# Problem details
Only the lines from the one containing "Exercise. Point out the motorcycle racer" through the end of the material are to be echoed, each exactly as it appears.

(Dataset entries)
:::
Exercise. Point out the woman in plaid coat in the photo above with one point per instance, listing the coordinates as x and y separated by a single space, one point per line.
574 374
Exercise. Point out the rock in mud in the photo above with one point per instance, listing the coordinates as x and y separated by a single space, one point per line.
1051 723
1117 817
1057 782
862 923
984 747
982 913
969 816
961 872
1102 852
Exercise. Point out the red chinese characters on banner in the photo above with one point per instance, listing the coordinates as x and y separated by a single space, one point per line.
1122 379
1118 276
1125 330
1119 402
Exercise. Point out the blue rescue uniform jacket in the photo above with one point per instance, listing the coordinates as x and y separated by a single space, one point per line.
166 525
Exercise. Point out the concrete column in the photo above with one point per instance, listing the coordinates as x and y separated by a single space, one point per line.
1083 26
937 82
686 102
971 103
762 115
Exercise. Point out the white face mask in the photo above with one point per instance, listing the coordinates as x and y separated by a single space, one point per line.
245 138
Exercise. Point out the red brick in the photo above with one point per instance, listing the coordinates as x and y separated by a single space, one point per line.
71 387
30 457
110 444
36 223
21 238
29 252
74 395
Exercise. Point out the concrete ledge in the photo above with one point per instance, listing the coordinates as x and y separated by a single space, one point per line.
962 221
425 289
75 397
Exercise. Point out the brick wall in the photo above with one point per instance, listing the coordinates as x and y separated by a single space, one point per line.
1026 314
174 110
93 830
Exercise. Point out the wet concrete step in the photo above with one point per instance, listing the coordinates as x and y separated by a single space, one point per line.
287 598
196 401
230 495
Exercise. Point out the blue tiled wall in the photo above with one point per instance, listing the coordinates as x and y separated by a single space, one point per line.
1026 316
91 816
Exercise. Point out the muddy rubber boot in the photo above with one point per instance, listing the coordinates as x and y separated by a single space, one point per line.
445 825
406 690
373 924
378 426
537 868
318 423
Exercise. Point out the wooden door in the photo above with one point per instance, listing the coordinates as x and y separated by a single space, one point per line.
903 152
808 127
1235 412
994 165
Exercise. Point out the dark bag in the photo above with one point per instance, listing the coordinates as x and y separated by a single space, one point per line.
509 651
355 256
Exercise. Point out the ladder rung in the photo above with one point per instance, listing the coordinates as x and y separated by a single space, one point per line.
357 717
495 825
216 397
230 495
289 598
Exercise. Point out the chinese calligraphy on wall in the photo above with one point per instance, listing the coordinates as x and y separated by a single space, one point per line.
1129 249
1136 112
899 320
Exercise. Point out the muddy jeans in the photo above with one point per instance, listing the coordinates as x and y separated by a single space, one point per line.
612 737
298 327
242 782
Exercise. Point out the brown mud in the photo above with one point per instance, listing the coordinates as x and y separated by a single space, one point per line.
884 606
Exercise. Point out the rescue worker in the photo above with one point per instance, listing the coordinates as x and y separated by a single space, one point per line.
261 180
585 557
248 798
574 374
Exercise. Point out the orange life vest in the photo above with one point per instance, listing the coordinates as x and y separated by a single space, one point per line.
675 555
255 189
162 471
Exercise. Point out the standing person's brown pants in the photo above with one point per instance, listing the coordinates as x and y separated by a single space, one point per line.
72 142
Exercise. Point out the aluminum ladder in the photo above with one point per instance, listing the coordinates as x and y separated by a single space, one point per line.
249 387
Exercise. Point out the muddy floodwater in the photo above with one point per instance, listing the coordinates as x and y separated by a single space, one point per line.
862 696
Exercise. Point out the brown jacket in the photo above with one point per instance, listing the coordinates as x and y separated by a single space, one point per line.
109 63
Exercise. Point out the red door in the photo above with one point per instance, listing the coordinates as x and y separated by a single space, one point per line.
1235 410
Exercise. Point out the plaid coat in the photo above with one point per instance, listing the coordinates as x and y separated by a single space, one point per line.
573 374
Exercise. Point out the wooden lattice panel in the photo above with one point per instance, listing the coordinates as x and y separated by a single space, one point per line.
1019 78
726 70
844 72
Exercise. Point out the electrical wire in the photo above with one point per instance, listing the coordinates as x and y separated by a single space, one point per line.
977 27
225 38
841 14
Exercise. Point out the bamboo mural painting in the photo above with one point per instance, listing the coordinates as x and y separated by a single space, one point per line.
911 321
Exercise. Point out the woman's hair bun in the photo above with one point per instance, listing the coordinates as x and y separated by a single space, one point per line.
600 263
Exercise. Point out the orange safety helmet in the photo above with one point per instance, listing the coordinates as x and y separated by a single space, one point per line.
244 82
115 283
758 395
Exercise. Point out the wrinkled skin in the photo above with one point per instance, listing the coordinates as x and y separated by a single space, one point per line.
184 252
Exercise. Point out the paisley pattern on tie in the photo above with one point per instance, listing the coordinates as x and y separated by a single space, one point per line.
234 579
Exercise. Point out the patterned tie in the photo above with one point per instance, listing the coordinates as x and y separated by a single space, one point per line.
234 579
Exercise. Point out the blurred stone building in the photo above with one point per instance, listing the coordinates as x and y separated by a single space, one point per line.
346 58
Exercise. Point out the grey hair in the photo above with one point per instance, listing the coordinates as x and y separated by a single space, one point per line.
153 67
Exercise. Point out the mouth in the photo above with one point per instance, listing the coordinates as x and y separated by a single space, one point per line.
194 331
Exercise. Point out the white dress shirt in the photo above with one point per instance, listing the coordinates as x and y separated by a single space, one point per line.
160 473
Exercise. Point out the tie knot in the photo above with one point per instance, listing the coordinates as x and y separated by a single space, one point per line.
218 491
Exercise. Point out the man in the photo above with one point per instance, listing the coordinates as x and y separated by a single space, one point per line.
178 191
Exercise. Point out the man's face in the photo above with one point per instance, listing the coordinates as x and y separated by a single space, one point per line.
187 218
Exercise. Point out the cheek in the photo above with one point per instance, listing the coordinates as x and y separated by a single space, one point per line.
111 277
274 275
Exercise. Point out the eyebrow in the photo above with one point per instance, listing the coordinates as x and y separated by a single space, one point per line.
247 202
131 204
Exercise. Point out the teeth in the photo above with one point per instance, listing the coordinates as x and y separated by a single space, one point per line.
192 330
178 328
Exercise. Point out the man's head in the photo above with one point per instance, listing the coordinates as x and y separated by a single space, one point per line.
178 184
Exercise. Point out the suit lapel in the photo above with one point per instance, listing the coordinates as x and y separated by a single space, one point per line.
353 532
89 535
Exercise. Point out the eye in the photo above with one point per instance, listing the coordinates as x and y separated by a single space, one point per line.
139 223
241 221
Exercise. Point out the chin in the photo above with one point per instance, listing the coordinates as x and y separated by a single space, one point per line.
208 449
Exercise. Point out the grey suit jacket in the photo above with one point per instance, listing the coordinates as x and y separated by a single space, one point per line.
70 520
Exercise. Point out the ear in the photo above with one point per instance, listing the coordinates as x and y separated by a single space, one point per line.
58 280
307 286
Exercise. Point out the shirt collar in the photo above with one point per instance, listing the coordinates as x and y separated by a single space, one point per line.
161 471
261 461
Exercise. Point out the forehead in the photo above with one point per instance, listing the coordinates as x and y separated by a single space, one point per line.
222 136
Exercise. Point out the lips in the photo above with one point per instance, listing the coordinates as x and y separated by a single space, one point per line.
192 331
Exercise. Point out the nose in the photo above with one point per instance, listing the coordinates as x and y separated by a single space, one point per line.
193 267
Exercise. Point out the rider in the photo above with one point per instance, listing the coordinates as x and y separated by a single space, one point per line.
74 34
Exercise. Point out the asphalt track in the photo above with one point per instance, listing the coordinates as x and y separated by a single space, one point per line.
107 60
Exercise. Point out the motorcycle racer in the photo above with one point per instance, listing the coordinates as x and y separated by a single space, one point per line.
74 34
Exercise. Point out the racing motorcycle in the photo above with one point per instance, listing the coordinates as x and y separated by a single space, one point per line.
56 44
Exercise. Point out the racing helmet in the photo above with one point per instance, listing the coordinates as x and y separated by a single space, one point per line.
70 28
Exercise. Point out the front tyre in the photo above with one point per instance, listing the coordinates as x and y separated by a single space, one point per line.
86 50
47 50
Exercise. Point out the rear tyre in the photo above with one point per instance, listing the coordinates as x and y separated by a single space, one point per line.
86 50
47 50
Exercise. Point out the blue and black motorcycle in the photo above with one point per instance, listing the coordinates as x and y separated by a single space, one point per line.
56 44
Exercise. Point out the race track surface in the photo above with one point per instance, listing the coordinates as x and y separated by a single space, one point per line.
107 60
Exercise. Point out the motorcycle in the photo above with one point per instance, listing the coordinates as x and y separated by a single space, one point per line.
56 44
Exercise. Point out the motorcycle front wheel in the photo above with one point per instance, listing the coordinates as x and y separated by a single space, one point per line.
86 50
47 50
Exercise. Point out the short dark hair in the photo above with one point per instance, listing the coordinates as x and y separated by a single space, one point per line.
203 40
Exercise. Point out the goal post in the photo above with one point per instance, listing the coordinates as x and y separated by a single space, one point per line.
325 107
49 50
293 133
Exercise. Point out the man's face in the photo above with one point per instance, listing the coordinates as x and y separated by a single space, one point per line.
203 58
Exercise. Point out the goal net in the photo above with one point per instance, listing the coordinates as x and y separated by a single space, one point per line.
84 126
:::
# Answer for this exercise
Exercise. Point out the motorcycle racer in the photo above with one point per instance, listing the coordinates as x and y separated by a single space, one point per line.
74 34
Exercise. Point out the racing motorcycle in the photo above with one point per instance, listing the coordinates as x and y separated by a single space, one point per line.
56 44
Exercise. Point out the racing helmet in the photo above with one point per instance, listing the coordinates as x and y separated by a single space, one point per line.
70 28
Exercise. Point out the front tyre in the photo above with one point per instance, listing the coordinates as x and y separated by a single space, one point per line.
86 50
47 50
Exercise. Point out the rear tyre in the photo above with one point per instance, listing the coordinates as x and y separated by a single space, one point per line.
86 50
47 50
Exercise. Point out the blue and black motorcycle in the photo above with one point per instance, listing the coordinates as x and y separated by a single space, one point per line.
56 44
Exercise. Point out the race track surface in the photo above with one point per instance, listing the coordinates as x and y separated by a single space, one point per line.
107 60
Exercise. Point out the motorcycle in the photo above with one point per instance, listing the coordinates as x and y separated by a single space, one point per line.
56 44
Exercise. Point out the motorcycle front wheel in the photo above with one point per instance, listing the coordinates as x and y separated by a single space, one point per line.
86 50
47 50
Exercise. Point out the short dark hair in the photo above with one point per instance, listing the coordinates as x and y separated by a single space, one point per line.
203 40
Exercise. Point out the goal post in the photo above with one point per instance, listing the coordinates as x and y separated by a single space, one point per line.
325 107
49 50
293 133
Exercise. Point out the man's face in the photo above with one point per instance, listing the coordinates as x and y separated by a single space, one point per line.
203 58
Exercise. Point out the goal net in the photo above with one point per instance, listing the coordinates as x and y separated by a single space, one point per line.
84 126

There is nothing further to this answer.